▶ [Your objective]: Rewrite the lines of the listing below as a numbered list, leaving out any blank lines and the pictures.
──────────────────────────────
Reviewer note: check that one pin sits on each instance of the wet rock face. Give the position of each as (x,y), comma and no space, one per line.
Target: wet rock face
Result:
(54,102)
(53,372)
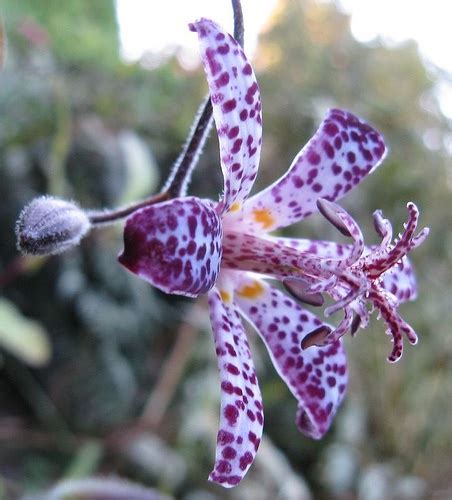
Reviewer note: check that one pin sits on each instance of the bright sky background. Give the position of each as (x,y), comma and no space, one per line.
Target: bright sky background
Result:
(147,25)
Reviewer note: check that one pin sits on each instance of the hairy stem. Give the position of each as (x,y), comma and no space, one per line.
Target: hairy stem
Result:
(180,176)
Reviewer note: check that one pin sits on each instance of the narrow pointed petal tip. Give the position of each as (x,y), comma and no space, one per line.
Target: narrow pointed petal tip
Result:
(237,109)
(331,214)
(176,245)
(241,414)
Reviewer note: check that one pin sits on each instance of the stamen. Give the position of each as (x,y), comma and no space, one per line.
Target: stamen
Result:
(331,214)
(316,337)
(356,323)
(298,289)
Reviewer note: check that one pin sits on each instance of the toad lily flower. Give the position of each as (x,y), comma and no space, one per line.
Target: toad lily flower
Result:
(191,246)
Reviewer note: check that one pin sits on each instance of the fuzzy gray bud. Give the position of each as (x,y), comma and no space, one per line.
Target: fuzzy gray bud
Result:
(48,226)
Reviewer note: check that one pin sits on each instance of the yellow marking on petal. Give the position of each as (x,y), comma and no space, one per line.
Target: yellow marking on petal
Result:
(235,207)
(264,216)
(251,291)
(225,296)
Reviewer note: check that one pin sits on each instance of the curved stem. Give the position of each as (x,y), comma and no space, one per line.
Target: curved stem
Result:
(180,176)
(109,216)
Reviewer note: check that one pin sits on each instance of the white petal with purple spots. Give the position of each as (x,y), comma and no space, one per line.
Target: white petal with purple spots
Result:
(175,245)
(236,108)
(241,414)
(317,376)
(400,280)
(340,154)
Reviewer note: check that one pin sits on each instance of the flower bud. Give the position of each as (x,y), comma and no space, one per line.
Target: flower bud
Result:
(49,226)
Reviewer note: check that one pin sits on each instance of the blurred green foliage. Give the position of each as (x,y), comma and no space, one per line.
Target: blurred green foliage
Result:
(66,101)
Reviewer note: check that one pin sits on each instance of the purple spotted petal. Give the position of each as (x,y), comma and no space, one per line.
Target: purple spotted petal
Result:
(317,376)
(340,154)
(236,108)
(175,245)
(399,280)
(241,417)
(250,252)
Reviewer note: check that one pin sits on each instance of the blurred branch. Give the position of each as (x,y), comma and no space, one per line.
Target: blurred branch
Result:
(61,140)
(172,371)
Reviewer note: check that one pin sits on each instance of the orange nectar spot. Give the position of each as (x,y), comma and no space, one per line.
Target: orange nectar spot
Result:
(264,217)
(225,296)
(235,207)
(251,291)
──────────────────────────────
▶ [Solved exercise]:
1. Reviewer note: check that one pin sits on each instance of the wet rock face. Give the position of each as (x,y), comma and no space, one per line.
2. Target: wet rock face
3. Result:
4. (54,102)
5. (53,372)
6. Reviewer note: check that one pin sits on each instance of the bright sky background. Give the position of each as (x,y), comma and no space, one per line.
7. Target: bright sky background
8. Result:
9. (147,25)
10. Reviewer note: check that one pin sits on each instance of the hairy stem. Give the position of each as (x,y), comma and no space, one per line.
11. Target: hairy stem
12. Result:
13. (180,176)
14. Reviewer note: check that one pin sits on each instance of the narrow pointed petal tip. Give the position of each as (x,y), comma and no space, one per line.
15. Target: narrow pointed petal tip
16. Result:
17. (237,109)
18. (331,214)
19. (176,245)
20. (241,414)
21. Reviewer note: check that one pin sits on each instance of the stamen. Give the position of each as (x,y), comma and no space, one per line.
22. Target: stamen
23. Result:
24. (331,214)
25. (316,337)
26. (356,323)
27. (298,289)
28. Reviewer note: check that one pin sits on each instance of the toad lily flower. Give the position of each as (x,y), comma and no space, one per line.
29. Target: toad lily flower
30. Result:
31. (191,246)
32. Reviewer note: check that one pin sits on each instance of the fuzzy gray bud. Give the position of each as (x,y), comma and no space, one per line.
33. Target: fuzzy gray bud
34. Result:
35. (48,226)
36. Reviewer note: check that one pin sits on each instance of the yellow marking on petal. Give the position of each as (x,y), comma and no space, one per line.
37. Target: yellow marking on petal
38. Result:
39. (235,207)
40. (264,216)
41. (251,291)
42. (225,296)
43. Reviewer note: check that one pin sits on each instance of the curved stem. Give the position of each as (x,y), comma and no space, one per line.
44. Target: curved stem
45. Result:
46. (180,176)
47. (109,216)
48. Reviewer note: check that one pin sits on each instance of the white petal with purple spots. Give the position of each as (x,y), comma and no space, one per line.
49. Target: white petal with purple spots
50. Result:
51. (175,245)
52. (236,108)
53. (241,414)
54. (317,376)
55. (400,280)
56. (340,154)
57. Reviewer note: check that one pin sits on each instance of the flower bud. Give the position of each as (x,y), comma and no space, one per line.
58. Target: flower bud
59. Result:
60. (49,226)
61. Reviewer note: check that one pin sits on each instance of the blurred green foliage. Give the position of each as (x,y), comma and no space, one per line.
62. Target: blurred green foliage
63. Result:
64. (66,101)
65. Reviewer note: check that one pin sits on each instance of the purple spotted petal. Give the position of each as (x,y), comma and no space, one per line.
66. Target: purple spotted petal
67. Result:
68. (317,376)
69. (340,154)
70. (236,108)
71. (175,245)
72. (399,280)
73. (241,417)
74. (250,252)
75. Reviewer note: check that one pin sits on each instance of the blurred branch. Give the position of each as (x,y), comma and no space, one per line.
76. Target: blurred branch
77. Result:
78. (61,140)
79. (172,371)
80. Reviewer note: check that one pin sits on each instance of the orange nectar spot. Give the position of each as (x,y), comma and no space, one per line.
81. Target: orange nectar spot
82. Result:
83. (264,217)
84. (225,296)
85. (235,207)
86. (251,291)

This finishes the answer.